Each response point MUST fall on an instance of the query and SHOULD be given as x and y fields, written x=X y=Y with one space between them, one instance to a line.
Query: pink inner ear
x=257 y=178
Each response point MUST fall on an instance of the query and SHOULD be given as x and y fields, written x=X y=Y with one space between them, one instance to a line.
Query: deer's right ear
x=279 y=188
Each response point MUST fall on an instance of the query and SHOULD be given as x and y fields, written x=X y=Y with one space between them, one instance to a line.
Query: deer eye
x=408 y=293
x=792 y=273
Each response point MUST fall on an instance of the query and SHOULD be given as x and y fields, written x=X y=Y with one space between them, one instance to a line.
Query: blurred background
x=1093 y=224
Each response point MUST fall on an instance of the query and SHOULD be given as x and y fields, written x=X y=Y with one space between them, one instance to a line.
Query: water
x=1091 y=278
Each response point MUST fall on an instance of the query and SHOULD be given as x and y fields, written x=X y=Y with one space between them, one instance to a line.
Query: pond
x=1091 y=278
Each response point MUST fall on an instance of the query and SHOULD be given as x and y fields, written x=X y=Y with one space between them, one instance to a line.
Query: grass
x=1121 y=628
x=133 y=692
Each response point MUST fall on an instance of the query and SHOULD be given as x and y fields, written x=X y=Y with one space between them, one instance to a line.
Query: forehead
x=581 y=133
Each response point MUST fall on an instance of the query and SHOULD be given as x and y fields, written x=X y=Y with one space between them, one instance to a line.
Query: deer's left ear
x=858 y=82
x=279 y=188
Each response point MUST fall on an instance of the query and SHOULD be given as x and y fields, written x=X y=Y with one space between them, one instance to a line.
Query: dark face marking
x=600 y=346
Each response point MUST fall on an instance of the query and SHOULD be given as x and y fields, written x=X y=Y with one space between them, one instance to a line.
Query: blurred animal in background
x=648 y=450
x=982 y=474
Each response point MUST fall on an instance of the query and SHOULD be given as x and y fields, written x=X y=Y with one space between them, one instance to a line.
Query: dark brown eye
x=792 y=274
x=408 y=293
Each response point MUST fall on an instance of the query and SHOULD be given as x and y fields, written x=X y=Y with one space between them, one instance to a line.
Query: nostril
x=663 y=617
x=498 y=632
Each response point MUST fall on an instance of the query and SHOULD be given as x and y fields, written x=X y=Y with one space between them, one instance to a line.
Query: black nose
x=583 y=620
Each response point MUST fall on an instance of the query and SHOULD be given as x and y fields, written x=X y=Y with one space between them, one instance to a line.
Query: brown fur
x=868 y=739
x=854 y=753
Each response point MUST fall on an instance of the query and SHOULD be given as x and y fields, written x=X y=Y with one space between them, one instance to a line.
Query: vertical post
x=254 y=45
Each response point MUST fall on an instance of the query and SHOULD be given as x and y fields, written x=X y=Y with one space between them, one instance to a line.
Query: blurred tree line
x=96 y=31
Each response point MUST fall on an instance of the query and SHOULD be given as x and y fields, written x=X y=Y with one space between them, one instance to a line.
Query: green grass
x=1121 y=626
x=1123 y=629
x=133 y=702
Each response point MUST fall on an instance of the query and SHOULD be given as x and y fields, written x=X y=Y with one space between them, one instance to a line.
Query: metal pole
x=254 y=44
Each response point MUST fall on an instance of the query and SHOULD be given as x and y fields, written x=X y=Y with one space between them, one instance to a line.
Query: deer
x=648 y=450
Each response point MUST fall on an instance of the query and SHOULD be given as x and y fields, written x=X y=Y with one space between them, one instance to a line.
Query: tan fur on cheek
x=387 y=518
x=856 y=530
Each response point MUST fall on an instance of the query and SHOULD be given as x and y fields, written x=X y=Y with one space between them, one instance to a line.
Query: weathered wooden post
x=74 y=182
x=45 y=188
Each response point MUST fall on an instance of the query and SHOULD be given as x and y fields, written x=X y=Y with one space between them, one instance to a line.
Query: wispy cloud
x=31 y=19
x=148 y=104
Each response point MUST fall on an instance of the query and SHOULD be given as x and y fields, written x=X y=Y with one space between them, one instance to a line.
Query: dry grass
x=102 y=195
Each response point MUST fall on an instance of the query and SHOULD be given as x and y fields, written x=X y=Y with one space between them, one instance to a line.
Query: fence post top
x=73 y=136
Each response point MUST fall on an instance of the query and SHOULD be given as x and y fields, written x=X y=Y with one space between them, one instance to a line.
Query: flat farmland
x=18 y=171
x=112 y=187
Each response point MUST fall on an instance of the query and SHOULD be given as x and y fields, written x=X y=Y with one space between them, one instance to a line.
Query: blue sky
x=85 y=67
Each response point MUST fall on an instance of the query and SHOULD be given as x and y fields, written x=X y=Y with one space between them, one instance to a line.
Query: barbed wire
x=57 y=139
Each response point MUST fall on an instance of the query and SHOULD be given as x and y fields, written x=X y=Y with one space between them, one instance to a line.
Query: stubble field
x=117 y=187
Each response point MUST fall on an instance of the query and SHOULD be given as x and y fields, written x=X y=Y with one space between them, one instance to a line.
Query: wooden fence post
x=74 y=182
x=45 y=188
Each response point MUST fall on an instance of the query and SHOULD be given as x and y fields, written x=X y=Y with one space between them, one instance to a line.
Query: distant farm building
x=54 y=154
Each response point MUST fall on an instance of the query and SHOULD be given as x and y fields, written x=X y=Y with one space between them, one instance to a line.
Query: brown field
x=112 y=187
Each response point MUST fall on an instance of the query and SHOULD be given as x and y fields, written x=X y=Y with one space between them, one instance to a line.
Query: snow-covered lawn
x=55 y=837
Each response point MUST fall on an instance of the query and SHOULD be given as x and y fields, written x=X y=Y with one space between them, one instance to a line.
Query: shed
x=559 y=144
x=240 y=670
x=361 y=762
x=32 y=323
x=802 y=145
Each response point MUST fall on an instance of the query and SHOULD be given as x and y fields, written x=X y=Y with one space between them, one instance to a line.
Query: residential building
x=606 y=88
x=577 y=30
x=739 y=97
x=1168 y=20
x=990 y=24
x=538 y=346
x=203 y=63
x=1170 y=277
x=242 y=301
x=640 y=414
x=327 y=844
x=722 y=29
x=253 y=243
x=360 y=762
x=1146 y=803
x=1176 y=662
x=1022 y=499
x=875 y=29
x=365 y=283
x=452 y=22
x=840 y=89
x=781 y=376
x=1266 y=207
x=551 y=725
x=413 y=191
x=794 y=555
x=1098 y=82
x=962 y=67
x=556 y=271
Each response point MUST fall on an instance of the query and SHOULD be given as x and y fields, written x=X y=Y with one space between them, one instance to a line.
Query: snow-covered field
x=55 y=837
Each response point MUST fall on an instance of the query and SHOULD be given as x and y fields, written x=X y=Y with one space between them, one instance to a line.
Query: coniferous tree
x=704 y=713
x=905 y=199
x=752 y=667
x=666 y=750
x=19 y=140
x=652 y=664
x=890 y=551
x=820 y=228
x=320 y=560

● ● ● ●

▶ **Directions for this task**:
Copy every line of the material, please, keeping it exactly the same.

▶ **Output of the task**:
Each response point MUST fall on an instance of the query and SHOULD be given as x and y fields, written x=X y=Y with one space between them, one instance to a line.
Query: pink inner ear
x=257 y=178
Each response point MUST fall on an instance of the query and SHOULD be given as x and y fields, written x=X y=Y with one space between them, one instance to a line.
Query: deer's right ear
x=279 y=188
Each response point MUST fall on an instance of the query and SHOULD be given as x and y fields, written x=X y=Y with one space between them, one instance to a line.
Query: deer eye
x=408 y=293
x=792 y=273
Each response point MUST fall on an instance of the query and SHOULD be given as x and y fields, written x=X y=Y with one space between them, one instance to a line.
Query: blurred background
x=1093 y=224
Each response point MUST fall on an instance of the query and SHOULD be given as x and y fields, written x=X y=Y with one space between them, one instance to a line.
Query: water
x=1091 y=278
Each response point MUST fall on an instance of the query and SHOULD be given as x and y fields, written x=X y=Y with one space between them, one instance to a line.
Query: pond
x=1091 y=278
Each response point MUST fall on an instance of the query and SHOULD be given as x and y fields, written x=X y=Y with one space between them, one instance to a line.
Query: grass
x=1121 y=628
x=133 y=692
Each response point MUST fall on an instance of the query and SHOULD be given as x and y fields, written x=X y=Y with one space between them, one instance to a line.
Query: forehead
x=581 y=133
Each response point MUST fall on an instance of the query and SHOULD be given as x and y fields, written x=X y=Y with one space between them, one instance to a line.
Query: deer's left ear
x=858 y=82
x=279 y=188
Each response point MUST fall on an instance of the query and SHOULD be given as x and y fields, written x=X y=Y with one space between them, one instance to a line.
Query: dark face marking
x=600 y=346
Each response point MUST fall on an instance of the query and SHOULD be given as x and y fields, written x=X y=Y with one space between them, one instance to a line.
Query: blurred animal in background
x=648 y=450
x=982 y=474
Each response point MUST fall on an instance of the query and SHOULD be given as x and y fields, written x=X y=Y with one space between them, one instance to a line.
Query: dark brown eye
x=792 y=274
x=408 y=293
Each response point MUST fall on an instance of the query and SHOULD be given as x and y fields, written x=X y=Y with one space between them, one instance to a line.
Query: nostril
x=663 y=617
x=498 y=632
Each response point MUST fall on an instance of the query and SHOULD be given as x and y fields, written x=X y=Y with one space between them, one instance to a line.
Query: black nose
x=583 y=620
Each response point MUST fall on an instance of the query and SHOULD be given as x and y fields, written x=X y=Y with one space between them, one instance to a line.
Query: brown fur
x=868 y=739
x=854 y=753
Each response point MUST fall on an instance of the query and SHOULD be given as x and y fields, written x=X y=Y with one space between them, one instance to a line.
Query: vertical post
x=254 y=45
Each response point MUST fall on an instance of the query and SHOULD be given as x and y fields, written x=X y=Y with one space between them, one instance to a line.
Query: blurred tree line
x=96 y=31
Each response point MUST fall on an instance of the query and SHOULD be given as x and y fields, written x=X y=Y with one space between them, one instance to a line.
Query: green grass
x=1121 y=626
x=1123 y=629
x=133 y=702
Each response point MUST fall on an instance of the query and SHOULD be given as x and y fields, written x=X y=Y with one space between them, one instance to a line.
Query: metal pole
x=254 y=44
Each response point MUST fall on an instance of the query and SHOULD be given as x and y fields, written x=X y=Y with one space between them, one instance to a line.
Query: deer
x=648 y=450
Each response point MUST fall on an instance of the query and SHOULD be given as x and y fields, written x=X y=Y with one space between them, one instance to a line.
Query: tan fur on cheek
x=387 y=518
x=856 y=530
Each response point MUST fall on an instance of the query and SHOULD be given as x and y fields, written x=X y=Y with one space between them, one instance to a line.
Query: weathered wooden post
x=74 y=182
x=45 y=188
Each response point MUST fall on an instance of the query and SHOULD be given as x and y fields, written x=X y=Y with one space between them, one instance to a line.
Query: wispy cloud
x=31 y=19
x=148 y=104
Each response point MUST fall on an instance of the query and SHOULD be given as x and y fields, written x=X y=Y with one space between them, one instance to a line.
Query: dry grass
x=102 y=195
Each response point MUST fall on an instance of the query and SHOULD be given as x and y fields, written x=X y=Y with one space between them, one instance to a line.
Query: fence post top
x=73 y=136
Each response point MUST fall on an instance of the query and SHOULD be given as x and y fields, written x=X y=Y with one space between them, one instance to a line.
Query: flat farmland
x=18 y=171
x=112 y=187
Each response point MUST fall on an instance of the query and SHOULD be given as x and y fields, written x=X y=Y with one space between them, one instance to a line.
Query: blue sky
x=85 y=67
Each response point MUST fall on an instance of the query and SHOULD be given as x and y fields, written x=X y=Y with one space between them, one instance to a line.
Query: barbed wire
x=57 y=139
Each response point MUST fall on an instance of the query and SHOULD be given as x and y fields, written x=X y=Y with one space between them, one instance to a line.
Query: stubble field
x=117 y=187
Each response point MUST fall on an instance of the query and SHOULD be given as x and y fields, written x=X y=Y with one space between them, one instance to a line.
Query: wooden fence post
x=74 y=182
x=45 y=188
Each response point MUST fall on an instance of the query and SHOULD be given as x and y fields, written x=X y=Y with one space between them, one instance to a line.
Query: distant farm building
x=54 y=154
Each response point MUST fall on an instance of the query and SHOULD be given as x and y fields, written x=X y=Y with one space between them, one instance to a line.
Query: brown field
x=112 y=187
Each response point MUST fall on an instance of the query and SHOULD be given as x and y fields, written x=X y=Y with one space between them, one instance to a line.
Query: snow-covered lawn
x=55 y=837
Each response point MUST fall on an instance of the query and SHOULD be given as x and y fields, written x=X y=Y with one space between them, one instance to a line.
Query: shed
x=559 y=144
x=240 y=670
x=361 y=762
x=32 y=323
x=802 y=145
Each response point MUST fall on an instance of the query and SHOULD be given as x and y fields, written x=X y=Y with one space between them, one instance to a line.
Query: residential building
x=606 y=88
x=577 y=30
x=739 y=97
x=1168 y=20
x=990 y=24
x=538 y=346
x=203 y=63
x=1170 y=277
x=242 y=301
x=640 y=414
x=327 y=844
x=722 y=29
x=253 y=243
x=360 y=762
x=1146 y=803
x=1176 y=662
x=1022 y=499
x=875 y=29
x=365 y=283
x=452 y=22
x=840 y=89
x=781 y=376
x=1266 y=207
x=551 y=725
x=413 y=191
x=794 y=555
x=1098 y=82
x=962 y=67
x=556 y=271
Each response point MUST fall on an instance of the query and SHOULD be given as x and y fields, written x=X y=Y with one space between them, one instance to a line.
Query: snow-covered field
x=55 y=837
Each response point MUST fall on an instance of the query and SHOULD be given as x and y fields, written x=X y=Y with one space between them, one instance to a line.
Query: coniferous tree
x=704 y=713
x=905 y=199
x=752 y=667
x=666 y=750
x=19 y=140
x=652 y=664
x=890 y=551
x=820 y=228
x=320 y=560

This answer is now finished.